Segment Open
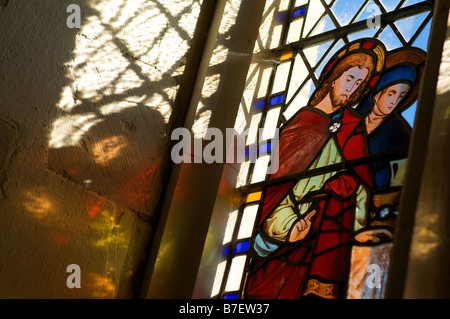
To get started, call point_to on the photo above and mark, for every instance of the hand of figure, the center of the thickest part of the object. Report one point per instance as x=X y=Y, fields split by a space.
x=301 y=228
x=373 y=235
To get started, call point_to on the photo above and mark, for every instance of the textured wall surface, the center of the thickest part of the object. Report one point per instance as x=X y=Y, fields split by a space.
x=84 y=127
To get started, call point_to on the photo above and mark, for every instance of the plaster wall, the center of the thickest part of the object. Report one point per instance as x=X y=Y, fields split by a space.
x=85 y=121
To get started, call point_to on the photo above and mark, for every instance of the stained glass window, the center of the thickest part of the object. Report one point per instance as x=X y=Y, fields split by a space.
x=338 y=80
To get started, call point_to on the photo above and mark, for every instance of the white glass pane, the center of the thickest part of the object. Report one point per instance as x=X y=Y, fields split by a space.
x=253 y=129
x=411 y=2
x=248 y=221
x=345 y=10
x=367 y=33
x=315 y=52
x=336 y=47
x=218 y=279
x=300 y=100
x=326 y=24
x=260 y=169
x=242 y=175
x=390 y=5
x=295 y=29
x=299 y=3
x=279 y=83
x=422 y=40
x=314 y=12
x=370 y=11
x=270 y=124
x=389 y=39
x=299 y=74
x=235 y=275
x=230 y=227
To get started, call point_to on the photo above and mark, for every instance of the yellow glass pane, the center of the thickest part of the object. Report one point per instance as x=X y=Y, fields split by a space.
x=253 y=197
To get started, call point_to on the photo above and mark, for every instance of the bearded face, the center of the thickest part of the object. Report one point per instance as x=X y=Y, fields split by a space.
x=345 y=85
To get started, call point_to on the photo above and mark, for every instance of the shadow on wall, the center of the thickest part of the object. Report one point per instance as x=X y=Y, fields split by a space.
x=93 y=105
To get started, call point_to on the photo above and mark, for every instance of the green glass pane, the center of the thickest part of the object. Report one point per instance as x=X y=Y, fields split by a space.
x=422 y=40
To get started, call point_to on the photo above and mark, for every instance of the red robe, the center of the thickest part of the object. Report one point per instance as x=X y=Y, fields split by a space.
x=317 y=265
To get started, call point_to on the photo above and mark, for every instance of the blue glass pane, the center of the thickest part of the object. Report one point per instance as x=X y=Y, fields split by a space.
x=241 y=247
x=276 y=100
x=260 y=104
x=264 y=148
x=225 y=251
x=299 y=12
x=410 y=114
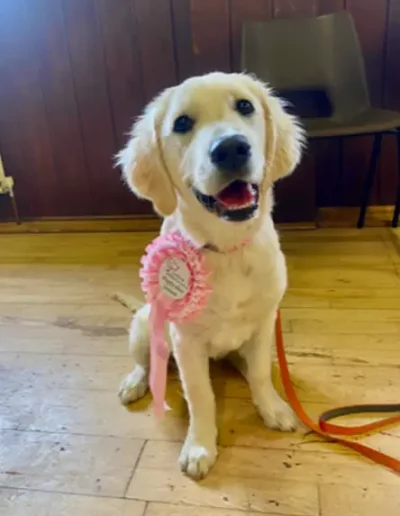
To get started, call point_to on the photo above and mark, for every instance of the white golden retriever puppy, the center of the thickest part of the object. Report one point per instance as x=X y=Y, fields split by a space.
x=206 y=153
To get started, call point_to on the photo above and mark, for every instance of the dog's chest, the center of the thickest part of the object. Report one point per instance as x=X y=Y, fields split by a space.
x=244 y=291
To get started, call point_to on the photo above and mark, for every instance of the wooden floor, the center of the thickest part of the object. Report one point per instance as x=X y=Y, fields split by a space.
x=69 y=449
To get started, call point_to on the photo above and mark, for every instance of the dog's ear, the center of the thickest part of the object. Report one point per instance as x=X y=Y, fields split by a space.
x=285 y=137
x=142 y=162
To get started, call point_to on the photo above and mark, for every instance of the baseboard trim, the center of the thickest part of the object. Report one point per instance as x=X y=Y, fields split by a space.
x=107 y=225
x=347 y=217
x=90 y=225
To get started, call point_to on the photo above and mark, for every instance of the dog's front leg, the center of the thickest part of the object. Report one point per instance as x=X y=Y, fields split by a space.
x=200 y=449
x=257 y=355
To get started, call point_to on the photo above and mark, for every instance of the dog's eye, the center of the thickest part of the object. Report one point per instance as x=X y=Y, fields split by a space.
x=183 y=124
x=244 y=107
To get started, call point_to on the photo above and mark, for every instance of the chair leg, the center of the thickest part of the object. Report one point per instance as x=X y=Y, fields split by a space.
x=369 y=182
x=339 y=184
x=396 y=214
x=15 y=207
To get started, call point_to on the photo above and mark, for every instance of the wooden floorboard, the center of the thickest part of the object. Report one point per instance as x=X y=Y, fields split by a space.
x=67 y=447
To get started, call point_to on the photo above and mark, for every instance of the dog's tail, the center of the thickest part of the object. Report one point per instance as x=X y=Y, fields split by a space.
x=130 y=302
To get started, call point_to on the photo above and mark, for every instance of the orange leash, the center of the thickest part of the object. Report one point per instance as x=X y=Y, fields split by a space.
x=330 y=430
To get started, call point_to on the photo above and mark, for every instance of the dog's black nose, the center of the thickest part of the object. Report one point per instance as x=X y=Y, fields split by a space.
x=231 y=153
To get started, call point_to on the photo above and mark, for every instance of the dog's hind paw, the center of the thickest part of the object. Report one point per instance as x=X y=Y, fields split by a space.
x=278 y=415
x=196 y=460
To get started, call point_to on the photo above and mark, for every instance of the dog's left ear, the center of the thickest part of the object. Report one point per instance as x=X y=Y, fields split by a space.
x=285 y=137
x=142 y=161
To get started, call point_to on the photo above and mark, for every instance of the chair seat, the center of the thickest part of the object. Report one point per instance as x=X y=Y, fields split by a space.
x=369 y=122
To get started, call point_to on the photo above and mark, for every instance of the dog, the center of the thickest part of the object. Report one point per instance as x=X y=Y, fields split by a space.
x=207 y=153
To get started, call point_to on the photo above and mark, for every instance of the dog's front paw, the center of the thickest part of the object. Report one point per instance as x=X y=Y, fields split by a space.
x=134 y=386
x=196 y=459
x=278 y=415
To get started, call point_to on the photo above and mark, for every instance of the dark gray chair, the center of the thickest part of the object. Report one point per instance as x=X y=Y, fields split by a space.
x=321 y=59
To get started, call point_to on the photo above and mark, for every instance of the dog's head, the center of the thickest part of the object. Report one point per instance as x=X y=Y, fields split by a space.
x=219 y=141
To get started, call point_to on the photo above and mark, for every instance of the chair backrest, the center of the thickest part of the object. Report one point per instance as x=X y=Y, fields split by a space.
x=320 y=55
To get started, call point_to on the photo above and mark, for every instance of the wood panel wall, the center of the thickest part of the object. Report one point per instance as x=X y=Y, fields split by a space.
x=74 y=73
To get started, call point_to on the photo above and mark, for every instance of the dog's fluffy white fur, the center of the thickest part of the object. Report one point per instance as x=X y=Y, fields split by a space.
x=248 y=284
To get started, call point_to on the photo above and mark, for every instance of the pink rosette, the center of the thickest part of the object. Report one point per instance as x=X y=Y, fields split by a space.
x=175 y=283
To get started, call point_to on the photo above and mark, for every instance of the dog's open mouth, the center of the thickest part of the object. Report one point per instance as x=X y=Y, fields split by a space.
x=236 y=202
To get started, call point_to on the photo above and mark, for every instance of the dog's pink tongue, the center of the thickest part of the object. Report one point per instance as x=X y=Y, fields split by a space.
x=235 y=195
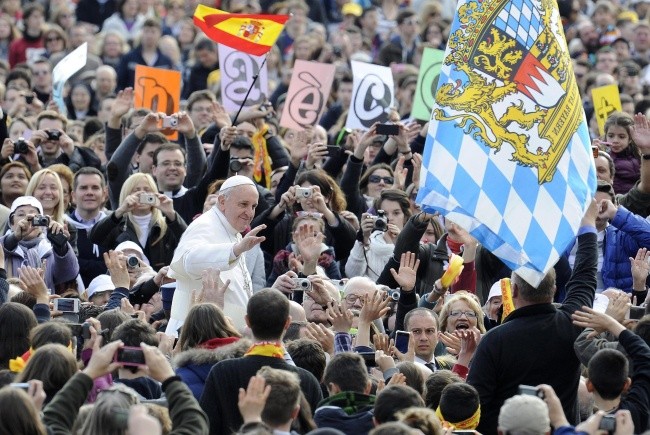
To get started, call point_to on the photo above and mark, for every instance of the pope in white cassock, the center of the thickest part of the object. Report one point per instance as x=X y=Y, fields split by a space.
x=214 y=241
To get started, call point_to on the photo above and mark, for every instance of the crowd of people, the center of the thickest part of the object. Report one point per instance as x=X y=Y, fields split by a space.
x=252 y=278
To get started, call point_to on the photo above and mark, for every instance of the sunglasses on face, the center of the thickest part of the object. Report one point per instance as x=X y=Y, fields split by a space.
x=378 y=178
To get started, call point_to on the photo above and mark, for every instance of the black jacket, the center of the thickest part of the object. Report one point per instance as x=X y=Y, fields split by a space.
x=534 y=345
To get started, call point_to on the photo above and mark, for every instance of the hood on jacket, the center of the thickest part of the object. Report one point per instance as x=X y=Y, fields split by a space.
x=198 y=356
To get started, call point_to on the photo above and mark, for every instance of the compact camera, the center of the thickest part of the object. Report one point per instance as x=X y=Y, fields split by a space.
x=132 y=262
x=53 y=134
x=303 y=192
x=301 y=285
x=40 y=221
x=148 y=198
x=170 y=122
x=381 y=223
x=21 y=146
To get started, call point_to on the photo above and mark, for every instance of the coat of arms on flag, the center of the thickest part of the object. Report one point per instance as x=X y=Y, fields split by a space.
x=508 y=150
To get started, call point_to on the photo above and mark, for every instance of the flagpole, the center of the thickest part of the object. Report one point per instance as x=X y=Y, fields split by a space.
x=241 y=106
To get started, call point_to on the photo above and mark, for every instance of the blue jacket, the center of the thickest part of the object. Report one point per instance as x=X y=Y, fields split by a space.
Segment Closed
### Task details
Quote, word for word, every line starting at the one that contains "of the compact" and ending with the final line of the entries.

### Task solution
To get started, call point_to on the photo above and mark, for every instance of the compact camera, the center of the thickest part of the object. Report one point per instance as x=X y=Y, fields split by a space.
x=132 y=262
x=53 y=134
x=303 y=192
x=301 y=285
x=40 y=221
x=148 y=198
x=170 y=122
x=381 y=223
x=21 y=146
To get started, call point_to on the photo above and mark, for every instance of the coat of arms on flag, the center of the thickest part of the object. Report one point per instance as x=X y=Y, fields split by a space.
x=508 y=150
To get started, call point_to on the photo above and mark, for every instance of the flagpole, the center of the thickest part of the object. Report one point per instance as x=X y=Y, fields split by a space.
x=241 y=106
To get started, call point_to on the photo above and mark, for every instance of the blue jacket, the center of the thickest part of the object. Report one point per instance as x=X y=Y, fields split by a space.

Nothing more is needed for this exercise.